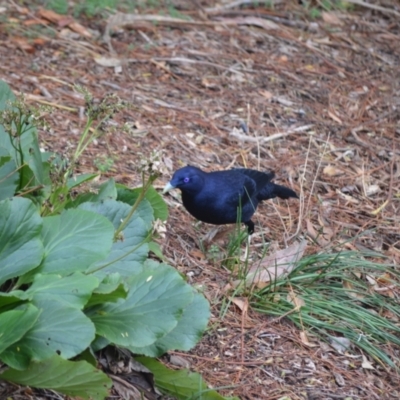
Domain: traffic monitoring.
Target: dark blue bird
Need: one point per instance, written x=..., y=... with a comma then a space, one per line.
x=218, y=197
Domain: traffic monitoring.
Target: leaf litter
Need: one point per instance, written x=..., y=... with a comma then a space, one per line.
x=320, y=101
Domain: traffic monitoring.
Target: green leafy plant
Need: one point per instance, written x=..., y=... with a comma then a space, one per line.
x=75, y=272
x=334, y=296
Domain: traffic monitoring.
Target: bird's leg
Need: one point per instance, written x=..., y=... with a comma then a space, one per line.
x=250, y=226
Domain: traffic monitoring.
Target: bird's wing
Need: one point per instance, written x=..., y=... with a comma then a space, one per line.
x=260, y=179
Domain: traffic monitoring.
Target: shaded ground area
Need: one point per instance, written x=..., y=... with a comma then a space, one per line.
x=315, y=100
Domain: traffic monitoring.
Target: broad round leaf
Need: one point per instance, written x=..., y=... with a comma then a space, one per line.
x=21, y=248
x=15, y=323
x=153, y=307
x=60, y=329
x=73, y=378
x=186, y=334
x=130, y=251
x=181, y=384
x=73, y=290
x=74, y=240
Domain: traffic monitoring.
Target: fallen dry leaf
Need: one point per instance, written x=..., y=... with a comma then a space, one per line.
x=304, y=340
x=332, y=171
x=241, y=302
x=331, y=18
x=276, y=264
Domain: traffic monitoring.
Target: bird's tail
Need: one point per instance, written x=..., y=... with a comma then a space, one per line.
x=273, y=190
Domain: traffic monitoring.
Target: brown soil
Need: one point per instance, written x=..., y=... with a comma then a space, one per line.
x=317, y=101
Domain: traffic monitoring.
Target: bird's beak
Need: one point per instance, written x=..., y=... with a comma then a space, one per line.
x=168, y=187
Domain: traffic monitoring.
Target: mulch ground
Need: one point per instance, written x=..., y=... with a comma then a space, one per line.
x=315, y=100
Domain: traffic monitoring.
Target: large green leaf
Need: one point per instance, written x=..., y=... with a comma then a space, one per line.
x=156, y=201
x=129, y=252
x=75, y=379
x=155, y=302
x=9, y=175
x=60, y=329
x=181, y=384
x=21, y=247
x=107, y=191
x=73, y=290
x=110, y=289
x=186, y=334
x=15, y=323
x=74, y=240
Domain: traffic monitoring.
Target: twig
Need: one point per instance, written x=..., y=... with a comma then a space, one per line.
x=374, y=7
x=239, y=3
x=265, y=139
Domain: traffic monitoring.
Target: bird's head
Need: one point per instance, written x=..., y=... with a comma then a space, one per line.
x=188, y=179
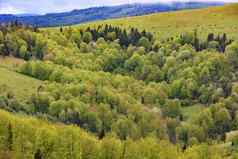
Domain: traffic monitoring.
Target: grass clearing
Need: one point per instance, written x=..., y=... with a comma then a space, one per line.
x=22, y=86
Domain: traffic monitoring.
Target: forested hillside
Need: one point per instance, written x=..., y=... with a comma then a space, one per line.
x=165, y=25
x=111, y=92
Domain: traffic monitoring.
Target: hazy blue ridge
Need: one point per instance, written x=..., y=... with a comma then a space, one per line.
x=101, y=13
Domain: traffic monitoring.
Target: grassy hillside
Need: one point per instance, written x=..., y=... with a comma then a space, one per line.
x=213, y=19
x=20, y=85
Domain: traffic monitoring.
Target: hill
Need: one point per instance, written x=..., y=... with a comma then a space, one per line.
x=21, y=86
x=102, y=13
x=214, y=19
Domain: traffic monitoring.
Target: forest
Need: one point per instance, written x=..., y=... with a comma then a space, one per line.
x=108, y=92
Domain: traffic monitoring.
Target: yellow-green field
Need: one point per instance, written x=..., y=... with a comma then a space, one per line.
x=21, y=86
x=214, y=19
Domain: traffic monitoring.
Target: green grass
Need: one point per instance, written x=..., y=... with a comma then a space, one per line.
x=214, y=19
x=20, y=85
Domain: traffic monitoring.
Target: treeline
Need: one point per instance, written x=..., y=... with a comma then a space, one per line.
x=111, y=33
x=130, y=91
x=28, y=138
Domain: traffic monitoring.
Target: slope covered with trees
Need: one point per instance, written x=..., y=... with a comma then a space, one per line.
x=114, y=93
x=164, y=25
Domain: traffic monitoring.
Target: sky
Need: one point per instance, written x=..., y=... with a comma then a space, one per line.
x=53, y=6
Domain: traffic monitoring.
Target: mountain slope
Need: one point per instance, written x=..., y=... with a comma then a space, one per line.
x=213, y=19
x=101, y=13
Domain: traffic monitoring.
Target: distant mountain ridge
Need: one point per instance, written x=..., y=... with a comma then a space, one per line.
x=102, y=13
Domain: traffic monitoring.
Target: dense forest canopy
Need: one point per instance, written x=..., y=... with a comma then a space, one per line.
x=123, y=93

Exercise instructions
Search the records above for "mountain" and copy every line that has it.

Answer box
Target: mountain slope
Target: distant mountain ridge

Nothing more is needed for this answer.